Saved entries
- - - - -

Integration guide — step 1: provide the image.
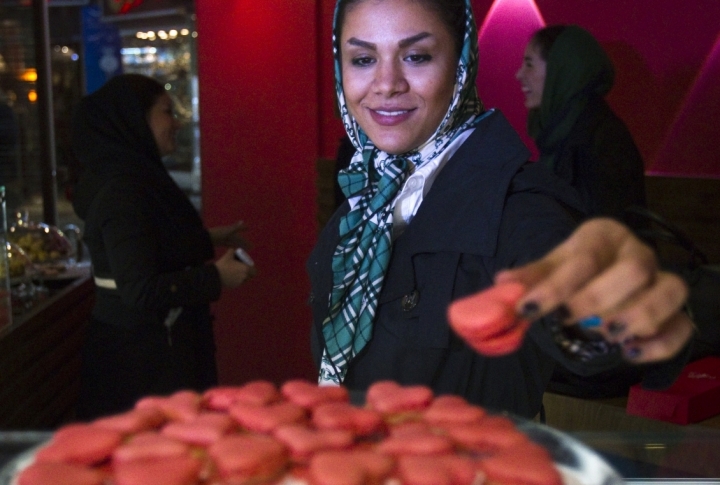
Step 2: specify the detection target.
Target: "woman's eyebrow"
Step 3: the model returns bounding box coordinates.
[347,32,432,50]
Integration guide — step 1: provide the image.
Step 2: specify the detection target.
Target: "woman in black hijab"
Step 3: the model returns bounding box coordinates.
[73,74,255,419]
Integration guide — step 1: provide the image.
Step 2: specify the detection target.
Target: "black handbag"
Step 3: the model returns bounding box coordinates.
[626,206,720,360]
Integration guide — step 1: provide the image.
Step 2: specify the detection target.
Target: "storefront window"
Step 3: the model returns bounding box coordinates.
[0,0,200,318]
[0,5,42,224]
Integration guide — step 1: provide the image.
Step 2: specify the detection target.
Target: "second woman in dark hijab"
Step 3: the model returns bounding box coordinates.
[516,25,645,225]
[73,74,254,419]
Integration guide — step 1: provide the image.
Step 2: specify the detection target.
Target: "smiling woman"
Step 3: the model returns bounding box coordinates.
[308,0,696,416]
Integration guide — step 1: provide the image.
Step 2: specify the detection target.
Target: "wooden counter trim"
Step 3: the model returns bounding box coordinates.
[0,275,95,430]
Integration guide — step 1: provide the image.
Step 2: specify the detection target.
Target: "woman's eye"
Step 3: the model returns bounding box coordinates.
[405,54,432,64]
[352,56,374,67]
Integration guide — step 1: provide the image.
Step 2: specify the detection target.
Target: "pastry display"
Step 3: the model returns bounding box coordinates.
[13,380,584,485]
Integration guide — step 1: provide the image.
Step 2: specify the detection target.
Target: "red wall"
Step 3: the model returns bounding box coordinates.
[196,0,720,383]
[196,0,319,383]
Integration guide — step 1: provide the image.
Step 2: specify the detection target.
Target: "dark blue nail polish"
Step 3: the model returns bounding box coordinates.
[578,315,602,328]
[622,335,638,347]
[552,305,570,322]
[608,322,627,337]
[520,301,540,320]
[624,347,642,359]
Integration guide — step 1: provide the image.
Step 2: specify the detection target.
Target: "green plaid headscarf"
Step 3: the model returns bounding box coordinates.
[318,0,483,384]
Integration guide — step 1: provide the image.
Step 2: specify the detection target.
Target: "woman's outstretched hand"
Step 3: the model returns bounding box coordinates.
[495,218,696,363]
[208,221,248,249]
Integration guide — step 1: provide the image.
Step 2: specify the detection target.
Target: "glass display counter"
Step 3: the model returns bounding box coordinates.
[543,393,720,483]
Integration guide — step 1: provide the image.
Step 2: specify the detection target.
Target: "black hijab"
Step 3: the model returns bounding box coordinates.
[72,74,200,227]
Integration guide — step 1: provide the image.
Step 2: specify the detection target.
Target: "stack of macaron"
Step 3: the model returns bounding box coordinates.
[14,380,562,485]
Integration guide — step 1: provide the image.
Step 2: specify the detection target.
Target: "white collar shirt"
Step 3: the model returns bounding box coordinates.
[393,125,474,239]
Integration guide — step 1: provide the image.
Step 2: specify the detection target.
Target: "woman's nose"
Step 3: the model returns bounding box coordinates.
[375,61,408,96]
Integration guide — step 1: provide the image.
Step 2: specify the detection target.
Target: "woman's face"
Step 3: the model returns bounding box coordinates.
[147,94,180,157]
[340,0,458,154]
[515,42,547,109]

- - - - -

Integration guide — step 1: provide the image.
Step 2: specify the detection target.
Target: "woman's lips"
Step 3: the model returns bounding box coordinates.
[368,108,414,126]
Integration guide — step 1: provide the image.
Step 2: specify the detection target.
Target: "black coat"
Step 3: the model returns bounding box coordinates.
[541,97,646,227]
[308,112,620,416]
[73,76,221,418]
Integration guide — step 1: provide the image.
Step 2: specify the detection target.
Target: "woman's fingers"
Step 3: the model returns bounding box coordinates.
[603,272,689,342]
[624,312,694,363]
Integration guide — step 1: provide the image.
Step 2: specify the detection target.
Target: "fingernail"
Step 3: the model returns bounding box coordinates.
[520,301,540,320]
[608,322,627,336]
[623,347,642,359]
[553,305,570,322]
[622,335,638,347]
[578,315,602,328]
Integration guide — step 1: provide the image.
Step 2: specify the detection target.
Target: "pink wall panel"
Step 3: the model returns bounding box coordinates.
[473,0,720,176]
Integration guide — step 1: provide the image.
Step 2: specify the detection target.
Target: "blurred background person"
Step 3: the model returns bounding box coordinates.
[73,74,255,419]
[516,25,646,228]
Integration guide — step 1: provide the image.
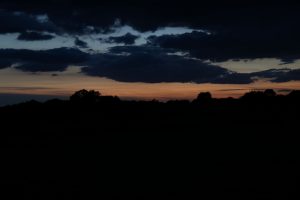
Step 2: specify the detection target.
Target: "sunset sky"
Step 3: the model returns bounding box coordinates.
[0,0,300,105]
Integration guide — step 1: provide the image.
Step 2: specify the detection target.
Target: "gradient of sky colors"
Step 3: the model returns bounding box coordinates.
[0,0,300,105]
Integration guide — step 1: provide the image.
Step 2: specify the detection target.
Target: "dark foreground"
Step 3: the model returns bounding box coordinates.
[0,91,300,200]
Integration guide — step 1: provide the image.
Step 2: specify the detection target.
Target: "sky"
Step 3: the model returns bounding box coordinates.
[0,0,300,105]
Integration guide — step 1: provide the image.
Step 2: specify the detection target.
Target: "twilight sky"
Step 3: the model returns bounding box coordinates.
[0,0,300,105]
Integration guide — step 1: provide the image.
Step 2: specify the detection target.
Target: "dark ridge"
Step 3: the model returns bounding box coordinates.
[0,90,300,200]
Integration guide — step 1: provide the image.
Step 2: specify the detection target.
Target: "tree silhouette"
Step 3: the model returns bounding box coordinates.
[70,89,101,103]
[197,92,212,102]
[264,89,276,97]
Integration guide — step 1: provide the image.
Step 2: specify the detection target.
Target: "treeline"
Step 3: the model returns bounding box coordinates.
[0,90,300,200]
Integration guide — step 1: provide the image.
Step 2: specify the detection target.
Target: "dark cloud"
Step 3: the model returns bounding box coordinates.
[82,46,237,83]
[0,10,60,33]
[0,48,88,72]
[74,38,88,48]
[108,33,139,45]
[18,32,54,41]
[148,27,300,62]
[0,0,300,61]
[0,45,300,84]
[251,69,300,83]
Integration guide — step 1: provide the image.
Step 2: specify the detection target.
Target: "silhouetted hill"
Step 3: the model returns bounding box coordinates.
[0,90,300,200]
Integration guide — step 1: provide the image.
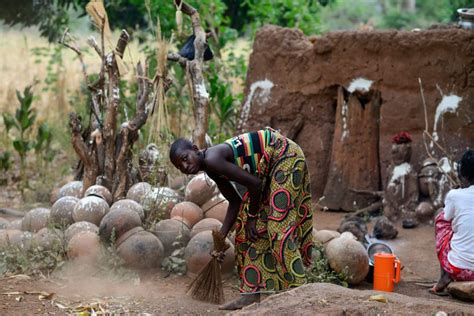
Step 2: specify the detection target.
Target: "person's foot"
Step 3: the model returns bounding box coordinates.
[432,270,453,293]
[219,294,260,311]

- - - - -

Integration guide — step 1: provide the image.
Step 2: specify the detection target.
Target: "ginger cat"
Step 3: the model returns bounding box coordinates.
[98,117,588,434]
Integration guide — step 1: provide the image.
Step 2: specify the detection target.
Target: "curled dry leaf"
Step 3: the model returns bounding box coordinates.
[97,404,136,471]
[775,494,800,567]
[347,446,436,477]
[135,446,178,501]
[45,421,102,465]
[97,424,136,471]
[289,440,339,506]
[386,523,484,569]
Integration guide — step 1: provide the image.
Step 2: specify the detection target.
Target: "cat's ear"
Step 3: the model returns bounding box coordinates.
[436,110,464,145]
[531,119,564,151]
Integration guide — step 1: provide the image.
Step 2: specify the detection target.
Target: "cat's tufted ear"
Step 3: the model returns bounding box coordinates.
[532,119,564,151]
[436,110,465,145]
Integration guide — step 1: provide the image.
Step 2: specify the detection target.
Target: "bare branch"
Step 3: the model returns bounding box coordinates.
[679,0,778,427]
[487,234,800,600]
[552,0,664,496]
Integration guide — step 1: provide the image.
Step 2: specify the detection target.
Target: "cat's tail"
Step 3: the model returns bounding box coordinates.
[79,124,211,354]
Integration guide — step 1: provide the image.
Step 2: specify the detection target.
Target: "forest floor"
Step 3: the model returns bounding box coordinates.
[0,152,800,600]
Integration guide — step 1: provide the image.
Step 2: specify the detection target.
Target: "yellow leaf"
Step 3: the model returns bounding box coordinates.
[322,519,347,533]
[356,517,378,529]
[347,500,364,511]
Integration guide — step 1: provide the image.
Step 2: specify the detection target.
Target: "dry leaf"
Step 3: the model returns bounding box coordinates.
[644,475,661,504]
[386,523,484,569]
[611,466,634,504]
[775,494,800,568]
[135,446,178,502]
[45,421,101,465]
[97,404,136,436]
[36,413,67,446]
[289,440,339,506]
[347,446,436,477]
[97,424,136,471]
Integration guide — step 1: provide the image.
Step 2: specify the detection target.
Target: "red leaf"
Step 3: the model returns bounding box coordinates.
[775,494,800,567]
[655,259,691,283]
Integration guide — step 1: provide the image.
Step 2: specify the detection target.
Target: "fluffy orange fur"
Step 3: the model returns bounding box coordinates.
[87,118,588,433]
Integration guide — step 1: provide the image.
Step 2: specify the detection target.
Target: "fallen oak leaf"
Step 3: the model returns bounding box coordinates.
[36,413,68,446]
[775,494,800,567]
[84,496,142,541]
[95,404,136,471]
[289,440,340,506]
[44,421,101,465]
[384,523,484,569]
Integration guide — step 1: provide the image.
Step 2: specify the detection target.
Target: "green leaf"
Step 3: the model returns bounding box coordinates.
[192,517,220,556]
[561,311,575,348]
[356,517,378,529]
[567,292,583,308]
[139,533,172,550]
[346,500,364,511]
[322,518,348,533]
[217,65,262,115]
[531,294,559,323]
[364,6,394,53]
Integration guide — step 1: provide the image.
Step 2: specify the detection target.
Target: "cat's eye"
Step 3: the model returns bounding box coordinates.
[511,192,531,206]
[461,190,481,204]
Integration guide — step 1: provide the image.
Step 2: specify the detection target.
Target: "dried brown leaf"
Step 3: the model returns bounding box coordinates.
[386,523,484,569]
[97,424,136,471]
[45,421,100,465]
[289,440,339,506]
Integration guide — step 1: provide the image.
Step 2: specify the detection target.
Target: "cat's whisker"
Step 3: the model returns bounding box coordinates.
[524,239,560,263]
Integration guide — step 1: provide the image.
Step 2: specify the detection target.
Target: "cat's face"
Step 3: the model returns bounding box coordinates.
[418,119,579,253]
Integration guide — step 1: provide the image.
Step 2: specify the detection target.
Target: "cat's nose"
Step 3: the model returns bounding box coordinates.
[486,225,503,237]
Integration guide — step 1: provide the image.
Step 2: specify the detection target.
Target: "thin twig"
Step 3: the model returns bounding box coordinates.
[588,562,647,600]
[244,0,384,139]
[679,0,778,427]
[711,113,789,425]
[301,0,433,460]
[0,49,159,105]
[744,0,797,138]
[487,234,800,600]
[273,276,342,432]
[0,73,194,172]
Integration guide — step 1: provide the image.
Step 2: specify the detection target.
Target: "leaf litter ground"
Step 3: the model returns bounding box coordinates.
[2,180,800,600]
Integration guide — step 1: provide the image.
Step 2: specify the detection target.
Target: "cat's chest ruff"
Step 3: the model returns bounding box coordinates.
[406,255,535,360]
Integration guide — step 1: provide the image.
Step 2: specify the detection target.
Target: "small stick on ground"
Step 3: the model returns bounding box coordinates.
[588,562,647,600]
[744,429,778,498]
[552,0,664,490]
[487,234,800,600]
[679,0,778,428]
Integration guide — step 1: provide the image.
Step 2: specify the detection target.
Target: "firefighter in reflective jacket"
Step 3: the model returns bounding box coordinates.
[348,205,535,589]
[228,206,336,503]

- - - - -

» **Set problem**:
Locate each line in the data above that contains the string "dark", and copy those lines. Letter case counts.

» **Solution to this problem**:
Target: "second woman in dark hijab"
Target: "dark blue nail polish"
Target: "dark foreground"
Target: "dark ridge"
Target: "dark cloud"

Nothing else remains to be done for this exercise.